A meio de um período de grande tensão, os presidentes dos Estados Unidos da América (EUA) e da Rússia reúnem-se esta quarta-feira, em Genebra, Suíça. É a primeira viagem do novo presidente norte-americano à Europa e o primeiro encontro deste com o seu homólogo russo.

A cimeira entre os chefes de estado tem como principal objetivo construir uma “relação estável e previsível que interessa a ambos”, num momento em que esta se encontra no ponto mais baixo “nos últimos anos”, de acordo com Vladimir Putin.

Em março, numa entrevista à ABC News, Joe Biden apelidou o seu homólogo russo de “assassino”. Desde então, acusações de ciberataques a empresas americanas somaram-se às de interferência, quer nas eleições de 2016, quer nas de 2020. Já em maio, Putin tomou o lado de Lukashenko, presidente da Bielorrússia, na questão do desvio de um avião da Ryanair por parte desse país.

Apesar dessa tensão entre as duas potências rivais, o discurso, quer de Putin quer de Biden, tem sido conciliatório e amigável nos últimos dias, com ambos a mostrarem-se abertos a avanços em várias áreas da política bilateral e multilateral entre os países. O foco da cimeira deverá ir para as questões de cibersegurança, de direitos humanos e de armamento estratégico e nuclear.

Villa La Grange acolhe os dois líderes mundiais. A villa do século XVIII, nas margens do Lago Léman, representa mais um passo na neutralidade suíça, recebendo um dos encontros mais significativos do ano no que toca à geopolítica global. Depois de conversações entre os chefes de estado russo e americano e outros oficiais de topo, esperam-se discursos públicos separados.

Tarefas a realizar:
**a)** No texto sobre a cimeira de Genebra, que edifício acolhe os dois líderes?
**b)** Transcreva do texto sobre a cimeira de Genebra, sem qualquer alteração, o trecho que vai de "Villa La Grange" a "discursos públicos separados.".
**c)** Resuma em forma de lista o parágrafo do texto sobre a cimeira de Genebra que começa por "Em março, numa entrevista", mantendo os factos principais.
Use apenas o texto sobre a cimeira de Genebra como fonte.

Dados registados:
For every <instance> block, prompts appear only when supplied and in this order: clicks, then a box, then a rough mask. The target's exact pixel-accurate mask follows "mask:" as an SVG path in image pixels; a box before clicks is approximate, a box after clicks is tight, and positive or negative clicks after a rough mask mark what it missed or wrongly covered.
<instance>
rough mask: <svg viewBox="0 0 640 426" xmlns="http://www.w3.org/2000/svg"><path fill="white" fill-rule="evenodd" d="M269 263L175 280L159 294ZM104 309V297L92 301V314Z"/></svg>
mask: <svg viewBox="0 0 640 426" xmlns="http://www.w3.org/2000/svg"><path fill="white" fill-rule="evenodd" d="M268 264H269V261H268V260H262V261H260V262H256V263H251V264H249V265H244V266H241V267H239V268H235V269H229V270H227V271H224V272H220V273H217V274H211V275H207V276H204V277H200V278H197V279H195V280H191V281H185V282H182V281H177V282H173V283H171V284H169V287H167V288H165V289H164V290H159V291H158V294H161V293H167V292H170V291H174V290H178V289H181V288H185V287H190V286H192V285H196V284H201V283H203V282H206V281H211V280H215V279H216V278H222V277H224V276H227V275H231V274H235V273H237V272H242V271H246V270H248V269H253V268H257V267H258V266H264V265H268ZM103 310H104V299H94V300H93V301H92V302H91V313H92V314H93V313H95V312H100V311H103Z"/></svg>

Respostas às tarefas:
**a)** A Villa La Grange, uma villa do século XVIII nas margens do Lago Léman.

**b)**
Villa La Grange acolhe os dois líderes mundiais. A villa do século XVIII, nas margens do Lago Léman, representa mais um passo na neutralidade suíça, recebendo um dos encontros mais significativos do ano no que toca à geopolítica global. Depois de conversações entre os chefes de estado russo e americano e outros oficiais de topo, esperam-se discursos públicos separados.

**c)**
- Em março, numa entrevista à ABC News, Joe Biden chamou "assassino" ao seu homólogo russo.
- Desde então, às acusações de interferência nas eleições de 2016 e de 2020 juntaram-se acusações de ciberataques a empresas americanas.
- Em maio, Putin tomou o lado de Lukashenko, presidente da Bielorrússia, na questão do desvio de um avião da Ryanair por parte desse país.